_DIRECTIONS:_
Output should begin at the line holding "Target: tiled roof" and end at the last line of the entries; print those lines verbatim and no others.

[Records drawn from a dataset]
- Opening Delimiter -
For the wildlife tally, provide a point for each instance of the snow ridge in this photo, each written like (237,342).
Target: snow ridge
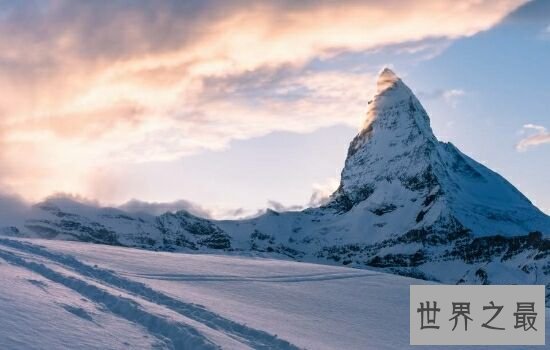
(407,204)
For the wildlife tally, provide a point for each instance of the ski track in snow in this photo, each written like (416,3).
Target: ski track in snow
(268,279)
(181,336)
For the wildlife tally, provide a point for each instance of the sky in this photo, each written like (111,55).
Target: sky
(228,107)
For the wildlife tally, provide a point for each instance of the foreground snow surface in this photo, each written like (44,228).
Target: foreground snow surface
(69,295)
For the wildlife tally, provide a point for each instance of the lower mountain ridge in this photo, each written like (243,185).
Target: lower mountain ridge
(407,204)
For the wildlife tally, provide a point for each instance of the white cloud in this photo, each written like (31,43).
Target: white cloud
(114,82)
(536,135)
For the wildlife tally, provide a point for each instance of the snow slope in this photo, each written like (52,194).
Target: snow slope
(407,204)
(67,295)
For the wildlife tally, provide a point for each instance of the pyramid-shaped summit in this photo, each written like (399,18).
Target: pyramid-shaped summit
(396,162)
(407,203)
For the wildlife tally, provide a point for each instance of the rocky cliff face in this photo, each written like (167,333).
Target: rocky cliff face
(407,203)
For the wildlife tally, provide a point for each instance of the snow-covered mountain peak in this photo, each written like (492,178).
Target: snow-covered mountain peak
(395,145)
(386,79)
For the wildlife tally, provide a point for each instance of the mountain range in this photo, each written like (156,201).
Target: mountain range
(406,204)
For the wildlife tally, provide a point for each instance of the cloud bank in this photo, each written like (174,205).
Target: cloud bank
(537,135)
(86,84)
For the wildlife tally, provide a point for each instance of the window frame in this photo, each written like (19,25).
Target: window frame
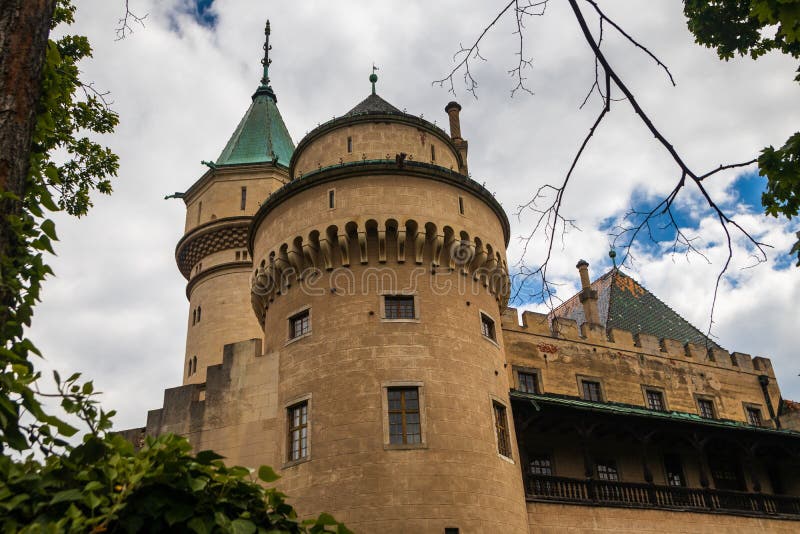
(704,398)
(296,401)
(384,294)
(484,316)
(583,378)
(403,384)
(537,374)
(290,333)
(756,408)
(646,390)
(505,428)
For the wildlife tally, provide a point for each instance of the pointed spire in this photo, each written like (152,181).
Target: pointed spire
(264,88)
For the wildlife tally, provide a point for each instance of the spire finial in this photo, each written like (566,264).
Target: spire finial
(373,78)
(266,61)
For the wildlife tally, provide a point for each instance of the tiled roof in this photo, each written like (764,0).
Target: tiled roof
(625,304)
(372,104)
(615,408)
(261,135)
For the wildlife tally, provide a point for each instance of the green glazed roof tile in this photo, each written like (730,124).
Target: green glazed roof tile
(613,408)
(261,135)
(625,304)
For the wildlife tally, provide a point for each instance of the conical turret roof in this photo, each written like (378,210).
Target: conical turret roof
(261,136)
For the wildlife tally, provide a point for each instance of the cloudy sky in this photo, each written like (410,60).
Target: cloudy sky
(117,310)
- Closing Delimiter -
_EXPECTED OUTPUT:_
Target: tiled roof
(625,304)
(372,104)
(615,408)
(261,135)
For the wildlife tally, provide a point for each instance of the green glazed roof tile in this photo, each written like (730,124).
Target: green glazed roof tile
(613,408)
(261,135)
(625,304)
For the wildlife tally, provide a point for each instance of the conical turret roof in this photo, each written like (378,210).
Target: conical turret roof
(261,136)
For the wildlife tally, provide a point for each instance of the cloudy sky in this photo, each written like (410,60).
Target: cloudy sky
(117,310)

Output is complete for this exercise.